EXERCISE PROMPT: From the data below, select every line that contains the word "skin" and copy each one.

DATA SHOWN:
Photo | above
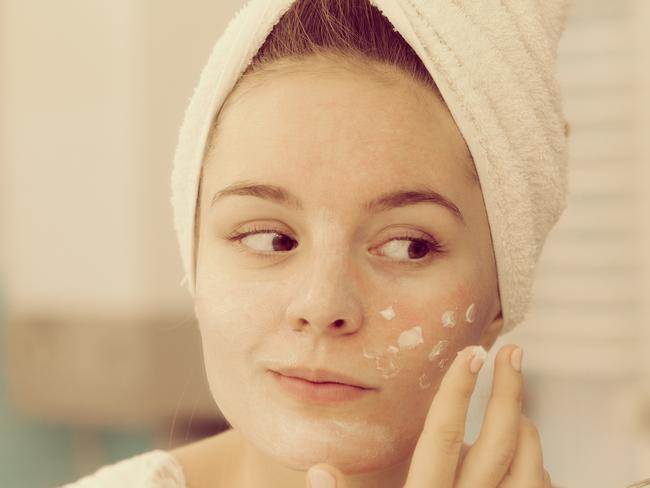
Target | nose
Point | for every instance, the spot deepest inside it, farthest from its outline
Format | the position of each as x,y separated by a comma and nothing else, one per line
326,301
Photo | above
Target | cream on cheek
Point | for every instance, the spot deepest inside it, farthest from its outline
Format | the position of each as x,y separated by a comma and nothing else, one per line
388,358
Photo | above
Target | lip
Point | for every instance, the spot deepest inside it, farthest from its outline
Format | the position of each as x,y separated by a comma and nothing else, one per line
315,392
323,376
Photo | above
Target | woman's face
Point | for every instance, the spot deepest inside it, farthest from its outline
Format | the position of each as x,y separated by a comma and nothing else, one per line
316,289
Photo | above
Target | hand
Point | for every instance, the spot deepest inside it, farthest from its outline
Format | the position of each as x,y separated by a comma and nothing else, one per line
507,453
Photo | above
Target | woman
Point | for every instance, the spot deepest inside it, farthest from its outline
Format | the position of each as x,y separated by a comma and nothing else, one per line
356,236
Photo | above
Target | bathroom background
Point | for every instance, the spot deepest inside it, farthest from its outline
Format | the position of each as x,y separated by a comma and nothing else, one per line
100,354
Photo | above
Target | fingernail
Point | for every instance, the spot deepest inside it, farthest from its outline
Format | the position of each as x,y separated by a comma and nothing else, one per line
479,357
319,478
515,358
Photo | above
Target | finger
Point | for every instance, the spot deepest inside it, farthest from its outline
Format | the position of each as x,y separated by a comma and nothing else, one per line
325,476
527,467
437,451
547,480
487,462
528,463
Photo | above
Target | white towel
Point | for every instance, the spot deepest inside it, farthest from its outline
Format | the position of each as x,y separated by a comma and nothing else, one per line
494,62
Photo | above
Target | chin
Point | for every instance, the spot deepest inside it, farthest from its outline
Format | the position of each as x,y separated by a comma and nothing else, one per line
352,454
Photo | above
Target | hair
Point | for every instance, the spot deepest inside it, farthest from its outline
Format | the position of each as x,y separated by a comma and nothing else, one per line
353,34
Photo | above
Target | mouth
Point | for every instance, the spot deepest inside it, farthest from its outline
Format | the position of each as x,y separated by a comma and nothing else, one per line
323,392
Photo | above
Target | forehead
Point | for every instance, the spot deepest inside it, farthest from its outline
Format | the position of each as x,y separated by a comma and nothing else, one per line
338,124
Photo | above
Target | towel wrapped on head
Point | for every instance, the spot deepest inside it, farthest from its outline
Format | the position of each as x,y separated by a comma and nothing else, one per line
494,63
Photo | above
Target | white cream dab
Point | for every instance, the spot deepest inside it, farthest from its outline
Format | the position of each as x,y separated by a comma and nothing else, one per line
438,349
448,319
470,313
389,313
410,338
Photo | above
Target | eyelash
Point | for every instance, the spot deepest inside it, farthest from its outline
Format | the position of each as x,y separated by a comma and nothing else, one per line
434,246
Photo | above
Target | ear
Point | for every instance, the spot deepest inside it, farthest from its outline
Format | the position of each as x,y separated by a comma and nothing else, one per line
491,332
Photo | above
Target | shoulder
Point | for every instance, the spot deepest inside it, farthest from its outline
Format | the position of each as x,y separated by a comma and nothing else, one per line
212,461
151,469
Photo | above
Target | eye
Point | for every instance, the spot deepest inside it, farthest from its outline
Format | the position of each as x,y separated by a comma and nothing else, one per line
258,238
269,242
414,250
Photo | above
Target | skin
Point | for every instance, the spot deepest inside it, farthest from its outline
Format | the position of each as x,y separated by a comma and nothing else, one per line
335,140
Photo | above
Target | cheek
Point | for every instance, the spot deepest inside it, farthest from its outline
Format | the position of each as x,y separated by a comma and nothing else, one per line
420,338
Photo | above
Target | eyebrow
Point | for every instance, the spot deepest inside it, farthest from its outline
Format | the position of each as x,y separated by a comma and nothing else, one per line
387,201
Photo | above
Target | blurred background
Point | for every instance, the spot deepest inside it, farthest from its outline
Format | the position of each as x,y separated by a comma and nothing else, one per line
100,354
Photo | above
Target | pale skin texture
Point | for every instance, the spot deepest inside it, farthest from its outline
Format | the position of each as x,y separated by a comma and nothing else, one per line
335,140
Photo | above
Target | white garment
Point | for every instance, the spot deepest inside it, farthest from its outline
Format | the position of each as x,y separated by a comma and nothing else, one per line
152,469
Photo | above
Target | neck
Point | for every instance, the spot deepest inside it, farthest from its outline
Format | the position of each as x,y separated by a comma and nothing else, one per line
258,469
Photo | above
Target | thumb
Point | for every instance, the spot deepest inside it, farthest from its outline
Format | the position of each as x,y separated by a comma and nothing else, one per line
325,476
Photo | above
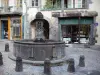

EXERCISE OUTPUT:
Target | skin
Target | pale skin texture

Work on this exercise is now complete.